Two immediate examples come to mind.

First, scientific studies from around the world have now confirmed that smokeless tobacco is far less hazardous to health than is cigarette smoking.

No sane public health professional would advocate that non-smokers take up the use of smokeless tobacco. But it is an undeniable fact that, for an addicted, inveterate cigarette smoker, the use of a smokeless product instead of cigarettes would dramatically reduce the level of health hazard he or she faces. The switch from cigarettes to smokeless tobacco in men in Sweden -- and the resulting decline in lung cancer and other systemic diseases associated with cigarette smoking -- is stark evidence of this harm-reduction phenomenon. While the risks of oral cancer associated with smokeless tobacco are still a concern, it is important to note that (a) the risks of oral cancer from cigarette smoking have always been significantly greater than the risks of oral cancer from using smokeless and (b) the smokeless products have been chemically altered over the years to significantly reduce the risk of oral cancer.

But the anti-smoking community has been vocal in its rejection of smokeless tobacco as a means of harm reduction for addicted cigarette smokers.

Indeed, their protests against smokeless have been so loud and permeating that they even misled the United States Surgeon General, Dr. Richard Carmona, into stating that smokeless tobacco was no less hazardous than cigarette smoking -- a clearly false statement.

About four years ago, ACSH hosted a media seminar on harm reduction as it relates to cigarette smoking and alcohol abuse. ACSH brought in speakers representing a variety of views, including one anti-smoker who vehemently rejected the option of smokeless tobacco as a means of harm reduction for cigarette smokers. Despite ACSH's attempt at balance, veteran members of the anti-smoking community were irate that ACSH was hosting such a meeting, and one anti-smoking leader called ACSH to announce that I would be "excommunicated" from the anti-smoking movement if I moved forward with this event. (ACSH did move forward, so I guess I am out.)

The message of the anti-smokers seems to be this: "Tobacco in all forms is bad and should not be tolerated. Cigarette smokers have only two choices: give up tobacco or die."

ACSH begs to differ.

Second, the anti-smoking movement has gone off the deep end over secondhand smoke (also known as environmental tobacco smoke).

Sure, exposure to cigarette smoke has all types of negative acute effects, including increased risk of earaches, inner ear infections, asthma, upper respiratory ailments, and more. No argument about that. And it smells nasty, makes your clothes and hair stink, and can ruin a perfectly nice dinner (ACSH did a report in 1999 on the limited but real effects of secondhand smoke).

But anti-smokers can't let it rest at that. They claim that even transient exposure to secondhand smoke causes everything from breast cancer to heart disease.

> _Records from a data collection_
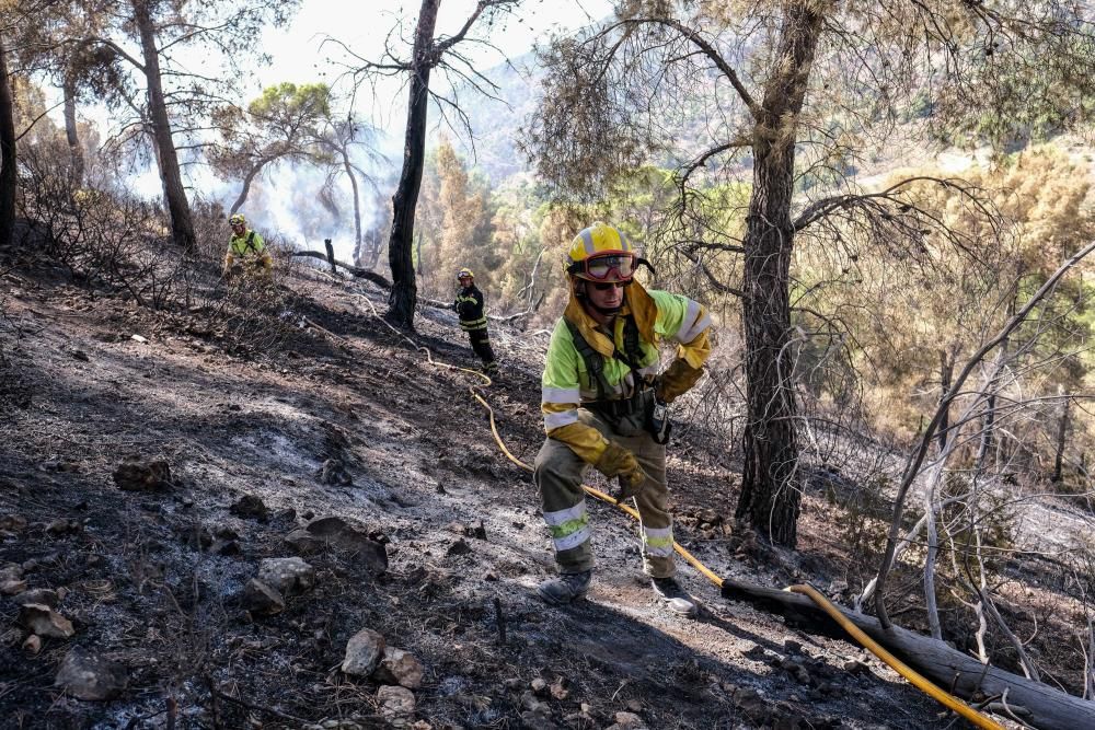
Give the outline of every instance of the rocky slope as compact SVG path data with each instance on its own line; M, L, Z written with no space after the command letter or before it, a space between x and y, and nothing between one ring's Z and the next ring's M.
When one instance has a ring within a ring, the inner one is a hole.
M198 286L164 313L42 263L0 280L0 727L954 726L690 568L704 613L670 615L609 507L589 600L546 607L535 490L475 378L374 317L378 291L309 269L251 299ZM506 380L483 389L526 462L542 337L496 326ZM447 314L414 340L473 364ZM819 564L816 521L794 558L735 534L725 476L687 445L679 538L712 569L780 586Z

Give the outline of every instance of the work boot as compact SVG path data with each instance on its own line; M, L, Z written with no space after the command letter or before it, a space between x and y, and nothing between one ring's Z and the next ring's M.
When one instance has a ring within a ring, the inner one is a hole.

> _REQUIRED WORK_
Please proceed with the text on smokeless tobacco and secondhand smoke, continuing it from the point where it stops. The material comes from a separate source.

> _EXERCISE RESULT_
A few egregious examples: a leading tobacco researcher made the improbable claim that the smoking ban in Helena, Montana resulted in a 40% decline in heart attack admissions in a six-month period after the ban. "We used to think that heart disease came after years of exposure" said Dr. Richard Sargent, an anti-smoking Montana physician, who then went on to argue that even short-term exposure to exhaled smoke can damage the heart: "if you go into a restaurant for a sandwich, if you go into a bar for a beer, and you get exposed to a heavy amount of secondhand smoke, you're just as at risk for a heart attack as a smoker."

Sargent, vice chairman of the Montana Tobacco Advisory Board, noted that secondhand smoke has "an acute, rapid effect on the heart...[T]hirty minutes of exposure doubles your risk for the next forty-eight hours."

Americans for Nonsmokers' Rights makes similar claims: "even a half hour of secondhand smoke exposure causes heart damage similar to that of habitual smokers. Nonsmokers' heart arteries showed a reduced ability to dilate, diminishing the ability of the heart to get life-giving blood."

Give me a break.

While being exposed to cigarette smoke for hours a day for many years certainly could have negative effects, it is unacceptable to use such exaggerated claims to justify a ban on smoking.

The good news is that the radical anti-smoking movement may at last have met its, er, match. Dr. Michael Siegel, a physician specializing in preventive medicine -- and an anti-smoking activist in his own right -- is taking on these hyperbolists. In his Tobacco Analysis blog, he calls these claims -- often used to justify outdoor smoking bans -- "ridiculous."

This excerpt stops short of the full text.